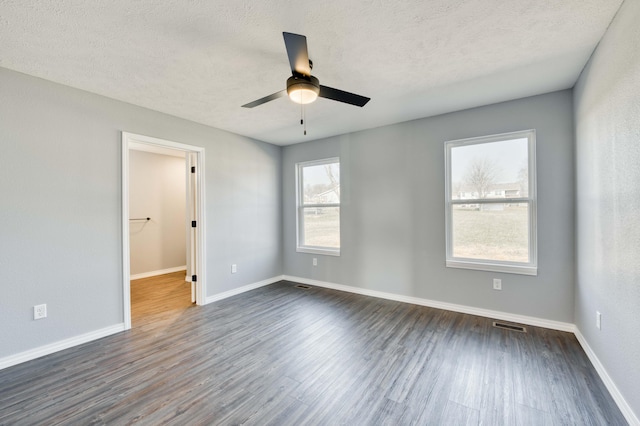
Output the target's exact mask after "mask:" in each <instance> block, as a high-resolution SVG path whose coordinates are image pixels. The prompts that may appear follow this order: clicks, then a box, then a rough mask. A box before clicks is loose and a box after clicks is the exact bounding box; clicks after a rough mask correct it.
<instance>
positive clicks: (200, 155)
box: [122, 132, 207, 330]
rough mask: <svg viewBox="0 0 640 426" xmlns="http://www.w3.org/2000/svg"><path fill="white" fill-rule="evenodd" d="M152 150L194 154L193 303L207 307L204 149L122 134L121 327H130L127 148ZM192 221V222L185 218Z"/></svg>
mask: <svg viewBox="0 0 640 426" xmlns="http://www.w3.org/2000/svg"><path fill="white" fill-rule="evenodd" d="M141 145H142V146H147V147H149V148H155V149H171V150H178V151H183V152H185V153H187V154H188V153H193V154H195V157H196V160H195V163H196V165H195V167H196V171H195V175H196V176H195V178H196V183H197V184H196V194H195V196H196V206H197V207H196V212H195V213H196V218H197V226H196V244H197V247H196V259H195V260H196V262H195V263H196V270H195V274H194V275H196V276H197V281H196V292H195V293H196V304H198V305H204V304H206V294H207V291H206V282H207V280H206V268H205V264H204V259H206V258H207V257H206V244H205V235H206V232H205V205H206V204H205V200H204V194H205V188H204V183H205V178H204V164H205V162H204V148H203V147H200V146H193V145H186V144H182V143H178V142H172V141H167V140H164V139H158V138H153V137H150V136H143V135H136V134H134V133H127V132H122V292H123V295H122V296H123V297H122V299H123V307H124V310H123V312H124V328H125V330H129V329H130V328H131V288H130V287H131V284H130V280H131V272H130V264H129V254H130V253H129V149H131V148H132V147H136V149H140V146H141ZM188 220H189V221H191V220H192V219H188Z"/></svg>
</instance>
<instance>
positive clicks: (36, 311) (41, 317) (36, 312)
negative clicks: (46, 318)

● ACTIVITY
Work out how many lines of the material above contain "positive", then write that number alone.

● TASK ANSWER
2